Instructions to follow
Copy each entry below exactly as it appears.
===
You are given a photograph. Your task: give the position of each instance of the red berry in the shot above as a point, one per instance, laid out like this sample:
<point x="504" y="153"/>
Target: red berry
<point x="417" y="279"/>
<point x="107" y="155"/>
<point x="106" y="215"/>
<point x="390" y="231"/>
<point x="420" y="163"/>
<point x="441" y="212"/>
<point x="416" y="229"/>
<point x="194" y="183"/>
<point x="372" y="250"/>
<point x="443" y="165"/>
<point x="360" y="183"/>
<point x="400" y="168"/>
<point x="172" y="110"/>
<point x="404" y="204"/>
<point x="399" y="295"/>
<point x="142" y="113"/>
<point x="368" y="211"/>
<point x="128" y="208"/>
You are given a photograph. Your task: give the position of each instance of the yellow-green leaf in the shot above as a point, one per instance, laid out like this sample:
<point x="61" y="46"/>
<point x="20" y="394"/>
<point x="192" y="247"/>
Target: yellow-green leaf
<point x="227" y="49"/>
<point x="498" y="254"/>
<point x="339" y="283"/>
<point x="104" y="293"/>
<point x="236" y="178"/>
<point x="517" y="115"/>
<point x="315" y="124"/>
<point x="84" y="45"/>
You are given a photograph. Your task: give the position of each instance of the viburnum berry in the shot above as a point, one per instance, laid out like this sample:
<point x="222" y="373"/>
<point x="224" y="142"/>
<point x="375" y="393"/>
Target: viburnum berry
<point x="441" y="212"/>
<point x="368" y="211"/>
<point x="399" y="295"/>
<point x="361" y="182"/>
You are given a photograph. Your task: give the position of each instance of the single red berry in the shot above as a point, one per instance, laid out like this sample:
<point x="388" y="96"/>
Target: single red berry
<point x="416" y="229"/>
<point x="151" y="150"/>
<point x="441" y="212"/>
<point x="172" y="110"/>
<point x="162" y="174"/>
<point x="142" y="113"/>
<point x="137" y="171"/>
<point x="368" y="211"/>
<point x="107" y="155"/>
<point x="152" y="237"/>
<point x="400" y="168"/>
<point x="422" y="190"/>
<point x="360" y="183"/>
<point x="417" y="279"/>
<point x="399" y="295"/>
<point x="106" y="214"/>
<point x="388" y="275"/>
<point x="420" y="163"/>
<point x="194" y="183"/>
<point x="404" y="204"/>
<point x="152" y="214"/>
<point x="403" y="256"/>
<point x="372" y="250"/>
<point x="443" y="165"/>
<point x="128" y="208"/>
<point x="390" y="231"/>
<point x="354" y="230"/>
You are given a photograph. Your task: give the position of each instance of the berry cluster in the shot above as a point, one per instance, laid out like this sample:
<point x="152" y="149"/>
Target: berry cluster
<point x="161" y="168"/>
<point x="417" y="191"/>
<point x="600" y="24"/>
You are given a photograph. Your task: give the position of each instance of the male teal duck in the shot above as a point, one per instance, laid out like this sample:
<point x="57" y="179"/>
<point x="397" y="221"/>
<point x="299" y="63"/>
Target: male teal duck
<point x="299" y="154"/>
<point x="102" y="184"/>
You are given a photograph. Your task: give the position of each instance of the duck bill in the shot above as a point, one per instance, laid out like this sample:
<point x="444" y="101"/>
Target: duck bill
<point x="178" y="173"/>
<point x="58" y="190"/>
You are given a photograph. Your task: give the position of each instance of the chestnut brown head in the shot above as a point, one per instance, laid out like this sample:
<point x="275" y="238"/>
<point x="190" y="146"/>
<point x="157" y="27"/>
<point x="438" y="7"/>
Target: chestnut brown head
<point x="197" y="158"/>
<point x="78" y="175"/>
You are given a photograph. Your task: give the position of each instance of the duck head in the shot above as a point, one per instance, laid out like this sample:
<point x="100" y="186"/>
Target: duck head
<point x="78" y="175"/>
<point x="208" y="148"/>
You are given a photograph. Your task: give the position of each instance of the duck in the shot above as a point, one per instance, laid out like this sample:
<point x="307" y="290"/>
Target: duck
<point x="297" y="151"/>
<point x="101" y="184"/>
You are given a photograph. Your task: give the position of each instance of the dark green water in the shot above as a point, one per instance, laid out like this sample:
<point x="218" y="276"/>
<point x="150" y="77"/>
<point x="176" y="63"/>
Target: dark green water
===
Solution for this exercise
You are given a photograph. Your task: give the position of each instance of the red berry in the shot above as a point, one per instance, laid out like this sample:
<point x="504" y="153"/>
Target: red berry
<point x="417" y="279"/>
<point x="107" y="155"/>
<point x="106" y="215"/>
<point x="390" y="231"/>
<point x="420" y="163"/>
<point x="441" y="212"/>
<point x="416" y="229"/>
<point x="194" y="183"/>
<point x="372" y="250"/>
<point x="443" y="165"/>
<point x="360" y="183"/>
<point x="400" y="168"/>
<point x="172" y="110"/>
<point x="404" y="204"/>
<point x="399" y="295"/>
<point x="142" y="113"/>
<point x="368" y="211"/>
<point x="128" y="208"/>
You are given a photograph. Your task: give the position of each instance of the yellow-green leaf in the shot above as a point, one per instance, laid out like this sample:
<point x="61" y="46"/>
<point x="20" y="394"/>
<point x="192" y="247"/>
Target: yellow-green leaf
<point x="227" y="49"/>
<point x="498" y="254"/>
<point x="339" y="283"/>
<point x="104" y="293"/>
<point x="236" y="178"/>
<point x="517" y="115"/>
<point x="315" y="124"/>
<point x="84" y="45"/>
You are given a photograph. Your task: give the position of each instance of the viburnum berry in the shot above as a point, one per instance, laid out like this sample:
<point x="222" y="373"/>
<point x="224" y="142"/>
<point x="375" y="393"/>
Target: viburnum berry
<point x="441" y="212"/>
<point x="368" y="211"/>
<point x="399" y="295"/>
<point x="361" y="182"/>
You are given a photograph. Your task: give the position of each instance of the single red berry in the shot above as a point, one per instance, laid out like this sample:
<point x="388" y="96"/>
Target: single red berry
<point x="416" y="229"/>
<point x="151" y="150"/>
<point x="441" y="212"/>
<point x="172" y="110"/>
<point x="162" y="174"/>
<point x="142" y="113"/>
<point x="137" y="171"/>
<point x="368" y="211"/>
<point x="107" y="155"/>
<point x="152" y="237"/>
<point x="400" y="168"/>
<point x="422" y="190"/>
<point x="360" y="183"/>
<point x="417" y="279"/>
<point x="399" y="295"/>
<point x="106" y="214"/>
<point x="388" y="275"/>
<point x="420" y="163"/>
<point x="194" y="183"/>
<point x="404" y="204"/>
<point x="152" y="214"/>
<point x="403" y="256"/>
<point x="372" y="250"/>
<point x="443" y="165"/>
<point x="128" y="208"/>
<point x="390" y="231"/>
<point x="354" y="230"/>
You are given a photograph. Your task: give the position of each instance of the berry cluster in the shot above as a point, one per instance, laid out like this sample:
<point x="152" y="149"/>
Target: berry cluster
<point x="161" y="168"/>
<point x="417" y="191"/>
<point x="600" y="24"/>
You are given a photograph. Your task: give the position of each instance of the male teal duck in the shot above as a point, one per instance, laid out like this sample:
<point x="57" y="179"/>
<point x="397" y="221"/>
<point x="299" y="63"/>
Target: male teal duck
<point x="299" y="154"/>
<point x="102" y="184"/>
You are given a photograph. Your task: give the position of each instance of the duck bill in the shot above as a point, one per instance, laid out like this sample:
<point x="444" y="101"/>
Target: duck bill
<point x="178" y="173"/>
<point x="58" y="190"/>
You are given a photograph. Your task: give the position of each instance of the chestnut brown head in the shot above as a point, one per instance, laid out like this sample:
<point x="275" y="238"/>
<point x="190" y="146"/>
<point x="157" y="27"/>
<point x="438" y="7"/>
Target: chestnut brown head
<point x="197" y="158"/>
<point x="78" y="175"/>
You are given a photograph. Your task: give the position of each instance of the duck head in the shot above as a point, one per instance, laid out like this sample:
<point x="100" y="186"/>
Target: duck head
<point x="78" y="175"/>
<point x="208" y="148"/>
You are given a photograph. Your task: give the position of each instance of the duck in the shot above as a point, one per instance, laid out like this sample:
<point x="307" y="290"/>
Target: duck
<point x="297" y="151"/>
<point x="101" y="184"/>
You are given a photograph. Your task: give the position of each instance of the dark green water in the shot above as a point, one per instance, laid out like this sample:
<point x="218" y="276"/>
<point x="150" y="77"/>
<point x="176" y="63"/>
Target: dark green water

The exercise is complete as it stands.